#### [TASK]
Nothing but the line with "target | standing man in dark suit" and the lines after it, through the end of the records below, is to be repeated, exactly as it is.
○ ○ ○
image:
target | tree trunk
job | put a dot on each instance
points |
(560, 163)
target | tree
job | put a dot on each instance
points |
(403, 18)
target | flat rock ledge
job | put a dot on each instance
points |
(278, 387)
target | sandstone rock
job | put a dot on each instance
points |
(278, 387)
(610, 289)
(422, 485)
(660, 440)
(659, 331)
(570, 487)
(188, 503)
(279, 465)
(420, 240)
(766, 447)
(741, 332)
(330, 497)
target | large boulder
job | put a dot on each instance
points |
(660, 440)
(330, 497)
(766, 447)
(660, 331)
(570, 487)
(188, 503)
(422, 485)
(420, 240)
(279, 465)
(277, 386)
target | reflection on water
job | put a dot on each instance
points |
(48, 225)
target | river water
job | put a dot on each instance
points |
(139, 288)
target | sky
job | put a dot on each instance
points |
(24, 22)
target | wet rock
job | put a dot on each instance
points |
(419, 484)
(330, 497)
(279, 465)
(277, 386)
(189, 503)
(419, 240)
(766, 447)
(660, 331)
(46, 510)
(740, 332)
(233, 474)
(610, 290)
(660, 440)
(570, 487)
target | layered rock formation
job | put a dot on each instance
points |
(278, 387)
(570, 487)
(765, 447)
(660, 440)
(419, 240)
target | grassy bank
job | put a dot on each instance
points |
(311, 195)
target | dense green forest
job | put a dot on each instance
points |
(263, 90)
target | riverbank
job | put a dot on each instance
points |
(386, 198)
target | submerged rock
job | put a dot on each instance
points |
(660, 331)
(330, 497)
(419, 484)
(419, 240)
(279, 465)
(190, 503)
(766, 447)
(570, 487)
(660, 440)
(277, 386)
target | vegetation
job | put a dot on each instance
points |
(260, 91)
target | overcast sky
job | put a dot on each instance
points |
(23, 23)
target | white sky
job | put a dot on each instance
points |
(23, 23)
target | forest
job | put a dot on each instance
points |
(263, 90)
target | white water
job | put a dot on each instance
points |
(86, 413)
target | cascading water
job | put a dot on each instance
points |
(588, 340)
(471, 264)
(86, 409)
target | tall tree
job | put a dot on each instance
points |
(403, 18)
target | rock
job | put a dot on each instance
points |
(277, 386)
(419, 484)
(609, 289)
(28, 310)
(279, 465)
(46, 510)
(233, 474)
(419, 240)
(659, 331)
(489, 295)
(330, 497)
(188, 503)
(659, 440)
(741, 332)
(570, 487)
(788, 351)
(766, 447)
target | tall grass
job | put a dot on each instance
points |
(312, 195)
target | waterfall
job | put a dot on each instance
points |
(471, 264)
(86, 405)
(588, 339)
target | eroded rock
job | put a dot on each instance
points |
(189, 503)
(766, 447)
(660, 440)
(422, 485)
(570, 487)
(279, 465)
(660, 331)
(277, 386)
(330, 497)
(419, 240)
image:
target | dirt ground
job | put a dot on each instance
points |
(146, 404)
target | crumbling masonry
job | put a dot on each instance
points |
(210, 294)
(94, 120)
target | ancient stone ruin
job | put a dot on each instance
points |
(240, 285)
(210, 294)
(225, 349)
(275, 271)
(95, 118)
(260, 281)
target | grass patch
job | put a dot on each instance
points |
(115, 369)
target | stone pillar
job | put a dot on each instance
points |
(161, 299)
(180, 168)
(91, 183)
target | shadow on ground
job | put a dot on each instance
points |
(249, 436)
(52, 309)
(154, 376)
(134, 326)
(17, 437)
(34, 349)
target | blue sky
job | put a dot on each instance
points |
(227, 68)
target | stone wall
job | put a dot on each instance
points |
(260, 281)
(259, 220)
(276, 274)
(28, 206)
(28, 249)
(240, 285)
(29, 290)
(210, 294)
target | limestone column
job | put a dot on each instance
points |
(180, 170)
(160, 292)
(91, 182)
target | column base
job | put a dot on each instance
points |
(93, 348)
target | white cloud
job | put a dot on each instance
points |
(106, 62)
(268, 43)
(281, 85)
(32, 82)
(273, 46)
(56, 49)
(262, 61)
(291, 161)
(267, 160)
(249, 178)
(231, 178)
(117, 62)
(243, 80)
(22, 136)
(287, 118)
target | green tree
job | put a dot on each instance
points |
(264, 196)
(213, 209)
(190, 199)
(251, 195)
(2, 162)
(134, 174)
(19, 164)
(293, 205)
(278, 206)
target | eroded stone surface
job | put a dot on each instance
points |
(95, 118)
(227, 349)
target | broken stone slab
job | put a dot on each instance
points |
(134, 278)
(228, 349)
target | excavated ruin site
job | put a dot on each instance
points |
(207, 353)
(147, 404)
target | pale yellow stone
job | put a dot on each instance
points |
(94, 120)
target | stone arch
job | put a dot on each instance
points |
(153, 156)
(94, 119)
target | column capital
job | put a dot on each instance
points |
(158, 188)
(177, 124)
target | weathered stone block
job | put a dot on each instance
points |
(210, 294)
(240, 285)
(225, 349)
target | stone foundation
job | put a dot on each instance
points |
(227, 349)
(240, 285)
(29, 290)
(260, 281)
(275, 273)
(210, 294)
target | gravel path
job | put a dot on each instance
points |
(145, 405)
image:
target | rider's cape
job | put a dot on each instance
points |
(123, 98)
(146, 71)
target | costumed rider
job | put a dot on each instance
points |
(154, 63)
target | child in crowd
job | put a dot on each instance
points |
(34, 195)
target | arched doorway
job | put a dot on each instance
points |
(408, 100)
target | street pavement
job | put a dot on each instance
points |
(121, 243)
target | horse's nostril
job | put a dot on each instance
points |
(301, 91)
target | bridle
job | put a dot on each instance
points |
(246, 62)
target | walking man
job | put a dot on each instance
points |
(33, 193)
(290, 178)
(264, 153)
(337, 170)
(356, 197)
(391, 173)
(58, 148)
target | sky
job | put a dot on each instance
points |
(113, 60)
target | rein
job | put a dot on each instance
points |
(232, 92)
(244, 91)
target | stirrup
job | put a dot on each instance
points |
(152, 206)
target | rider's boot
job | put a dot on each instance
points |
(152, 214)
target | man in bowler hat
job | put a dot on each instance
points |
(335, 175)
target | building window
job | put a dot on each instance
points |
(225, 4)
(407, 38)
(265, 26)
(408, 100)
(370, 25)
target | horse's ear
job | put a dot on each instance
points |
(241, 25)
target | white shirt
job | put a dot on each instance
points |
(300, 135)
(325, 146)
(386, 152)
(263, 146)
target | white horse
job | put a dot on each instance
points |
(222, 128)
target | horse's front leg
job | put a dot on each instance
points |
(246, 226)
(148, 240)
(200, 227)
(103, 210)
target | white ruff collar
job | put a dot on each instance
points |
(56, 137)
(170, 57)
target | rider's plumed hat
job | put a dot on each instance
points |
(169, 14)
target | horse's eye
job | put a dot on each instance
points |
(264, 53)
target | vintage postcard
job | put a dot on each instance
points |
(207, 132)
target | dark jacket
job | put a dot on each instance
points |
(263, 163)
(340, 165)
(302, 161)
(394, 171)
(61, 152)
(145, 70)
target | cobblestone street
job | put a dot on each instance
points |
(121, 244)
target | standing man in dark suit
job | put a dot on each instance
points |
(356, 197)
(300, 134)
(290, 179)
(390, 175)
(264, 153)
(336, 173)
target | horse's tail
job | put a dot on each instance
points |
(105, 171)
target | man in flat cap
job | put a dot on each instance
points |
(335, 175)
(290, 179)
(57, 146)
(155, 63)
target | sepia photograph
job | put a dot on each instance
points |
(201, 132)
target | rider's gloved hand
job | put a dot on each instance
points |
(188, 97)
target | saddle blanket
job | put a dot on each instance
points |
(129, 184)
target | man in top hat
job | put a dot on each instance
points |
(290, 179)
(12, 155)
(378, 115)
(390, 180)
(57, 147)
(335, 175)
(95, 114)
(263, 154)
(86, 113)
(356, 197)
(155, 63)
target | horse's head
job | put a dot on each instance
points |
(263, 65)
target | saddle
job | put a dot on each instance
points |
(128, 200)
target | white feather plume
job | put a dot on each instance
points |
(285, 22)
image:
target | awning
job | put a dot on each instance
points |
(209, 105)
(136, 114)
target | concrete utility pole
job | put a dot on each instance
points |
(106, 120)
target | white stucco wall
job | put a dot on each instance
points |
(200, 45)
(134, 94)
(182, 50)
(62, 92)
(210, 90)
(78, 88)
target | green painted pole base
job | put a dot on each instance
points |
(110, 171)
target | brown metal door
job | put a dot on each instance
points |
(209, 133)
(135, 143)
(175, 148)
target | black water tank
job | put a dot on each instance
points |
○ ○ ○
#### [ANSWER BELOW]
target | standing man in dark suit
job | put a dot on each instance
points |
(356, 197)
(300, 134)
(290, 179)
(390, 175)
(264, 153)
(336, 173)
target | horse's tail
job | put a dot on each instance
points |
(105, 171)
target | man in flat cap
job | put a dot on each instance
points |
(335, 175)
(290, 179)
(57, 146)
(155, 63)
target | sepia photograph
job | put a dot on each instance
points |
(201, 132)
target | rider's gloved hand
job | put a dot on each instance
points |
(188, 97)
target | saddle blanket
job | put a dot on each instance
points |
(129, 184)
target | man in top hat
job | put a dot on each instance
points |
(290, 179)
(12, 155)
(378, 115)
(390, 180)
(57, 147)
(335, 175)
(95, 114)
(263, 154)
(86, 113)
(356, 197)
(155, 63)
target | horse's head
job | put a dot on each instance
points |
(263, 65)
target | saddle
job | put a dot on each instance
points |
(128, 200)
target | white feather plume
job | put a dot on each instance
points |
(285, 22)
image:
target | awning
job | put a dot on each instance
points |
(209, 105)
(136, 114)
target | concrete utility pole
job | put a dot on each instance
points |
(106, 120)
target | white stucco wall
job | put a dot on each instance
points |
(200, 45)
(134, 94)
(182, 50)
(62, 92)
(210, 90)
(78, 88)
target | green painted pole base
job | put a dot on each instance
points |
(110, 171)
target | brown metal door
job | put a dot on each instance
points |
(209, 133)
(135, 143)
(175, 148)
target | black water tank
job | put a dot on each instance
points |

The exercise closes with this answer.